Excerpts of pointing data
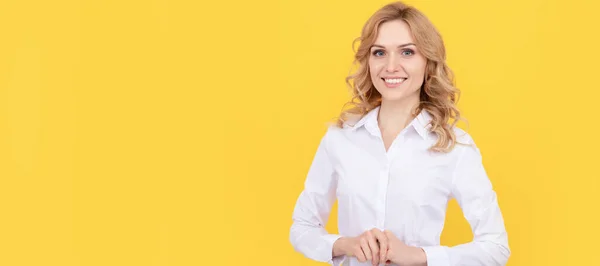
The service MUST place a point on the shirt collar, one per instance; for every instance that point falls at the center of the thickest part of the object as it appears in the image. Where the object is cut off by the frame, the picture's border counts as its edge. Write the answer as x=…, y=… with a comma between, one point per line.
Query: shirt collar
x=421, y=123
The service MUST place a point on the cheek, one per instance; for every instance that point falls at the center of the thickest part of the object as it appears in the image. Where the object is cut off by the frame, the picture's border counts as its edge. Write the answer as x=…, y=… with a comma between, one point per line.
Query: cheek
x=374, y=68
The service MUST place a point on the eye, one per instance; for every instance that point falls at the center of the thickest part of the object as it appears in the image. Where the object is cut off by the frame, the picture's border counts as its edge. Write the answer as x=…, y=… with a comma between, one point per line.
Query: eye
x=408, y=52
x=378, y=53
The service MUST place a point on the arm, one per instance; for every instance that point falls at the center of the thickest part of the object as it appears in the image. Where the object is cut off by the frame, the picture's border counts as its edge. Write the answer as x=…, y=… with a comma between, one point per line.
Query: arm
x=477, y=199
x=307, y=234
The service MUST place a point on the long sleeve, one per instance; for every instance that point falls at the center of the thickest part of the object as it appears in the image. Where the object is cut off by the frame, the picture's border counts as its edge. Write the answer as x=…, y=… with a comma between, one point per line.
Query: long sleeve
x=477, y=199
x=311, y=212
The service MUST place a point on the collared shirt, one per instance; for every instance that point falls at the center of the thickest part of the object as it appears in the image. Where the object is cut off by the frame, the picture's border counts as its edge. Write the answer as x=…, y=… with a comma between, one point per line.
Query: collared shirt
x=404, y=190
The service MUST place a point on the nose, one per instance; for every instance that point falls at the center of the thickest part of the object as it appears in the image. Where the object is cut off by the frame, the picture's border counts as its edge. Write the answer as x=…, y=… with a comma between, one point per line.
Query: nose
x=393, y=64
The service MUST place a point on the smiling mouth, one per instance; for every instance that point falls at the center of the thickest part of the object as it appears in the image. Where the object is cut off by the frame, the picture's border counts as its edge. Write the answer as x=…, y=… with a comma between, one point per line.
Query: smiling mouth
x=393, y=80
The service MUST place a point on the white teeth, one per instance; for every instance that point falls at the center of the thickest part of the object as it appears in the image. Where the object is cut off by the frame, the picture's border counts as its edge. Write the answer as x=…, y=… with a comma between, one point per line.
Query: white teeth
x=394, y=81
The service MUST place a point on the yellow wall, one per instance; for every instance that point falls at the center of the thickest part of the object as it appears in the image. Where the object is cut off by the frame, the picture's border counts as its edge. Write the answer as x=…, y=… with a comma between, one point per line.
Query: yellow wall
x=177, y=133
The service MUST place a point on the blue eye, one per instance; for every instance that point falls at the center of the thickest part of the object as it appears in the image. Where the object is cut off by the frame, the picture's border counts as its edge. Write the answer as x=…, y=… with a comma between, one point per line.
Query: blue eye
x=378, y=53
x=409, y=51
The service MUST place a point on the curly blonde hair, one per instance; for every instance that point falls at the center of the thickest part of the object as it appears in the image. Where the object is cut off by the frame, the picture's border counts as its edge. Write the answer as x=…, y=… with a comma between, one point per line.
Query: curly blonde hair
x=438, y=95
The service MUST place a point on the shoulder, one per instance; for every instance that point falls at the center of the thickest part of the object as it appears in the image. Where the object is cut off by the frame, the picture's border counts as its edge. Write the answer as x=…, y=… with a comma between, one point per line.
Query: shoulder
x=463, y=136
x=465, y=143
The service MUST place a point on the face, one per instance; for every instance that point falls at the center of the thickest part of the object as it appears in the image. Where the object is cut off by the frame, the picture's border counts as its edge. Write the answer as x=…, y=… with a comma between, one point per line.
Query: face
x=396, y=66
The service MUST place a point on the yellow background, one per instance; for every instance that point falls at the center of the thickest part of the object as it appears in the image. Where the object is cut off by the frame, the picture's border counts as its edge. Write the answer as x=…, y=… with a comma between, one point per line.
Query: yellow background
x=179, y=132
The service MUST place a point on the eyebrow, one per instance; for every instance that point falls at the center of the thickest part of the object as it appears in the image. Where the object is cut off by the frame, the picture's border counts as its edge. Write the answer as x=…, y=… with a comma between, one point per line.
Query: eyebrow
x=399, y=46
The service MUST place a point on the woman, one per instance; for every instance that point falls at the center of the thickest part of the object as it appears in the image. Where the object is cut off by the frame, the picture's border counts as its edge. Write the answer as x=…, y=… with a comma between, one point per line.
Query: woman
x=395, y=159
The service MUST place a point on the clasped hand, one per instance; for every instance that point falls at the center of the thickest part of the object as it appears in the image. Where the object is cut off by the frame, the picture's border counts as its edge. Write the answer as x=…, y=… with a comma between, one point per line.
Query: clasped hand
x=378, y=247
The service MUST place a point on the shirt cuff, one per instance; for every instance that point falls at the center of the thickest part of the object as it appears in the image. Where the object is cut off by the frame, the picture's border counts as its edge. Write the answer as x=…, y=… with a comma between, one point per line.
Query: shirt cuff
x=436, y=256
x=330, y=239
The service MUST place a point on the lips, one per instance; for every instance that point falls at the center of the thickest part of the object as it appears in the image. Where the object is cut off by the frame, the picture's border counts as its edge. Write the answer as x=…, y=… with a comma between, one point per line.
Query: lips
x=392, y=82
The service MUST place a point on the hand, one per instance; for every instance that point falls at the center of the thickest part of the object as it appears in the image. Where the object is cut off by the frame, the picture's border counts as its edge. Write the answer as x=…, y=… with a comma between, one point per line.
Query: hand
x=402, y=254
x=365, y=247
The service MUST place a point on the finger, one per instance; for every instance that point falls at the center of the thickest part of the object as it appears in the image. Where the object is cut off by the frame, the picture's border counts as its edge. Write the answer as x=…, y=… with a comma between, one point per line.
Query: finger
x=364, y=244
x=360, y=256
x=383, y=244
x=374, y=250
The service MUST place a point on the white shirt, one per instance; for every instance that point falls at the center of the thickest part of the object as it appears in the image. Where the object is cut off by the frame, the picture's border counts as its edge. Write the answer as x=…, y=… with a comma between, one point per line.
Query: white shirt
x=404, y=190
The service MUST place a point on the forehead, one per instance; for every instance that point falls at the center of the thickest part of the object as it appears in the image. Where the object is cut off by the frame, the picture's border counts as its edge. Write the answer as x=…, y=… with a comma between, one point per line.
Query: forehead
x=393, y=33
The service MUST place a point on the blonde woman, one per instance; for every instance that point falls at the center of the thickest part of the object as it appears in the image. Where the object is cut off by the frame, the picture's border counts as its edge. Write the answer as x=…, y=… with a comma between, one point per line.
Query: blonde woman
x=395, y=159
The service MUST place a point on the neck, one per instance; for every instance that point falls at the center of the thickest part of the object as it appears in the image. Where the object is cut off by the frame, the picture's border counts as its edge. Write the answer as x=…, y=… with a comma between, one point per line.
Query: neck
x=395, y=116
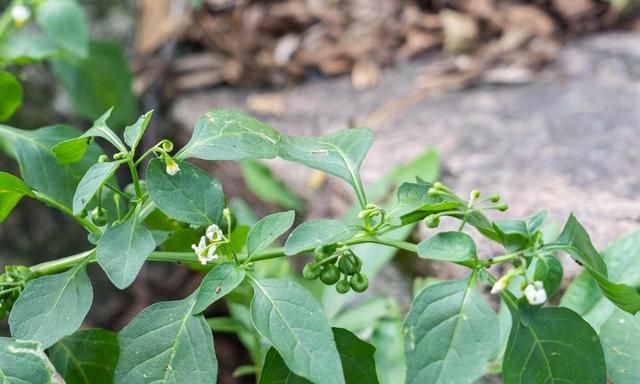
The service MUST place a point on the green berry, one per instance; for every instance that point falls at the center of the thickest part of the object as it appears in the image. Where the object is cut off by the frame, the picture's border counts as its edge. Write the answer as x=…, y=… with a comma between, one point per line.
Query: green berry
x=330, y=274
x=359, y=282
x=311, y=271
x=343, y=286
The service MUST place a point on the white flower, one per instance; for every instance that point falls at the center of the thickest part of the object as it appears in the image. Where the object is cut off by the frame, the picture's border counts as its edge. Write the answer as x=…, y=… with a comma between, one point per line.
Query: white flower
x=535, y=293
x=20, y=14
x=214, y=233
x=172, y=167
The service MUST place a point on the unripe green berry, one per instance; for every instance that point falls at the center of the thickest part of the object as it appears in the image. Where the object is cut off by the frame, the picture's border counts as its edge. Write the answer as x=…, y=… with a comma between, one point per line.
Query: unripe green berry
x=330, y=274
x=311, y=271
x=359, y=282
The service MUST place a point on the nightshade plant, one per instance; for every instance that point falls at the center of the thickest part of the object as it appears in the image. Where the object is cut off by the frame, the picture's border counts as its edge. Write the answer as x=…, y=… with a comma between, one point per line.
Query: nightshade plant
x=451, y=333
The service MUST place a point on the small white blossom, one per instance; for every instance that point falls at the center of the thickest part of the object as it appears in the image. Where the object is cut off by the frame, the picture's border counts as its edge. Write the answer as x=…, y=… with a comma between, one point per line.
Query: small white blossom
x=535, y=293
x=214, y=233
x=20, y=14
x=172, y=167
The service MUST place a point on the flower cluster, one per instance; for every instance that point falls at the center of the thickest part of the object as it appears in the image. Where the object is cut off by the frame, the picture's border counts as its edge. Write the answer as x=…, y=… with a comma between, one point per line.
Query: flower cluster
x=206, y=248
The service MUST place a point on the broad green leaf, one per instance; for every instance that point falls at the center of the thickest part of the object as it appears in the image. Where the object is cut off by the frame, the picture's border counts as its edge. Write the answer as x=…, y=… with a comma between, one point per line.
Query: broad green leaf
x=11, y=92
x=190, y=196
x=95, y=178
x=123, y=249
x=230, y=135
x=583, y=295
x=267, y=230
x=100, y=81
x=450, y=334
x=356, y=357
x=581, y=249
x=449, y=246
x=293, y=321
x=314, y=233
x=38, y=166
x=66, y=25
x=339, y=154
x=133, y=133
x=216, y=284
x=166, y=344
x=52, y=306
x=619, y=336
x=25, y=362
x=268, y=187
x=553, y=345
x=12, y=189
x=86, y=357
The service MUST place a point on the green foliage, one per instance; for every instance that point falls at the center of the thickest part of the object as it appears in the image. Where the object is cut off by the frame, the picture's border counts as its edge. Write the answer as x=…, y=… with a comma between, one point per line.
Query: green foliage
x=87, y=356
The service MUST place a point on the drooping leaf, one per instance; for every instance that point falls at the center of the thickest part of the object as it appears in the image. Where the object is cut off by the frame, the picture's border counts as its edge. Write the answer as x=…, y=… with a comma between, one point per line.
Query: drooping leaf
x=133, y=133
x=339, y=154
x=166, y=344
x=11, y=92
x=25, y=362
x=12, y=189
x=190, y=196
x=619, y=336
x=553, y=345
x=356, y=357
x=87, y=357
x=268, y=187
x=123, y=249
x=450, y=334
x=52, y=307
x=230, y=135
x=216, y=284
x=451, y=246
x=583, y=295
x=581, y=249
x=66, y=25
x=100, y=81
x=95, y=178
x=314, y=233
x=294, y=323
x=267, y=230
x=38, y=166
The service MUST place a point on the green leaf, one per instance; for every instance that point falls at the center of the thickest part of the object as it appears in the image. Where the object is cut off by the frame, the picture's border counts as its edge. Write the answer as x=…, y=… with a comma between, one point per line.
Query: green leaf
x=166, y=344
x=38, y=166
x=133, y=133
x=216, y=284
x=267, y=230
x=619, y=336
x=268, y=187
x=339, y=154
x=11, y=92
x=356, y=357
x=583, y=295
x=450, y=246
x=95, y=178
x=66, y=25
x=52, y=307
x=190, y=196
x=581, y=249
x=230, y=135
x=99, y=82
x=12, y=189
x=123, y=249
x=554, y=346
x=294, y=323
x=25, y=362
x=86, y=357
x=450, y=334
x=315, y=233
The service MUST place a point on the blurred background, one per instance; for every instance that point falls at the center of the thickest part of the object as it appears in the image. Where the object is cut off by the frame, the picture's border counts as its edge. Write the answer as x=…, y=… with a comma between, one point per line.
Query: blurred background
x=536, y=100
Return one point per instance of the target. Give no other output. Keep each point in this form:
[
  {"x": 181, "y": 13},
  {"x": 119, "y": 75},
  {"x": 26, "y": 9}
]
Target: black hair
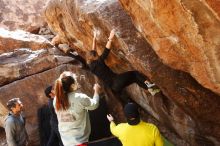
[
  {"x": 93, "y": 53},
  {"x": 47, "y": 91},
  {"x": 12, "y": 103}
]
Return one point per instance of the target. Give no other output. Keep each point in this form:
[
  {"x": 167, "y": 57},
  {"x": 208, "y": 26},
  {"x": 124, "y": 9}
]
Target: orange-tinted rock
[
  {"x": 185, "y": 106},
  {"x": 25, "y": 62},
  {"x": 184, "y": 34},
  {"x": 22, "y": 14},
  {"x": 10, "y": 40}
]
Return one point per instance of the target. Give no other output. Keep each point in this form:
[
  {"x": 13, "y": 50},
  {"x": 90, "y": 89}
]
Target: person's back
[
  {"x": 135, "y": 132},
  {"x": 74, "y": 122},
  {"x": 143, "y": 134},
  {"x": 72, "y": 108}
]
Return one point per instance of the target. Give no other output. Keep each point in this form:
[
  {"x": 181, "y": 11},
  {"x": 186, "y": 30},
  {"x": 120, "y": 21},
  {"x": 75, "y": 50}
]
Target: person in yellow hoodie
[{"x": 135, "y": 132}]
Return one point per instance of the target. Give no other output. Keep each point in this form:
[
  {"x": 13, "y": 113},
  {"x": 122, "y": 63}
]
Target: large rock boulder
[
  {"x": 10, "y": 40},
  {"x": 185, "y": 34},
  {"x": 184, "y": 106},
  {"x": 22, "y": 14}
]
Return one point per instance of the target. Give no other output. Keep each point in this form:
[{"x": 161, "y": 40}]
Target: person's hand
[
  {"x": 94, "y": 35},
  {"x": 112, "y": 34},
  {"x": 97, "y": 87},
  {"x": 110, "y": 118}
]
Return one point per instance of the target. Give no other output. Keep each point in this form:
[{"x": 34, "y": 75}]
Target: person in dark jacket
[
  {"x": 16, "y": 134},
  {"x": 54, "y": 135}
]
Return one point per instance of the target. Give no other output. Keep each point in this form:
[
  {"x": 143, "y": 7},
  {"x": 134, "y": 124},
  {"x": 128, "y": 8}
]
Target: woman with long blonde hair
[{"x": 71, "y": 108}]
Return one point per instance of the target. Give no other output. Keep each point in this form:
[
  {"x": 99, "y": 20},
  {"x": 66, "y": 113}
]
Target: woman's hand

» What is asked
Rewrite the part of the records that opens with the line containing "The service MUST place a point on the collared" and closes with the line containing "x=409, y=51", changing every "yellow wall" to "beige wall" and leaving all else as it is. Give only those lines.

» Task response
The service MUST place a point on the collared shirt, one per instance; for every instance that point falls at the center of the thickest part of the object as it appears in the image. Where the object is cut off by the frame, the picture's border counts as its edge. Write the answer as x=…, y=… with a comma between, one point per line.
Query: collared shirt
x=404, y=190
The service MUST place a point on the nose, one per instance; for every instance that point falls at the center of the thickest part of the object as it appears in the image. Where the object is cut off by the frame, the picture's border counts as its edge. Write the answer as x=…, y=… with a comma between, one point per line.
Query: nose
x=393, y=64
The service MUST place a point on the smiling mouth, one per instance; for every instance that point falls at the center of the thickest part of the object as it appears in the image. Where the object is cut off by the frame, the picture's border counts as its edge. Write the answer as x=…, y=… with a comma between, one point per line.
Query: smiling mouth
x=393, y=80
The service MUST place a point on the white teeth, one per instance; for every instance that point falls at the center of the thickest part of the object as it appears in the image. Where the object is cut off by the frame, the picture's border counts as its edge. Write the answer as x=…, y=… with a comma between, one point per line.
Query: white teeth
x=394, y=81
The service MUST place a point on the beige wall, one per instance; for every instance that point falls at the center of the thickest part of the object as it appears in the image. Where the object is cut off by the frame, the picture's border counts as its edge. Write the answer as x=…, y=… with a comma between, one point per line.
Query: beige wall
x=177, y=133
The service MUST place a point on the blue eye, one per instance; for every instance that point falls at the center of the thickest part of the object as it appears in the image. Where the object is cut off by the frame, the picture's border counts as its edge. Write the answer as x=…, y=… with a comma between, one point per line.
Query: blue eye
x=378, y=53
x=409, y=51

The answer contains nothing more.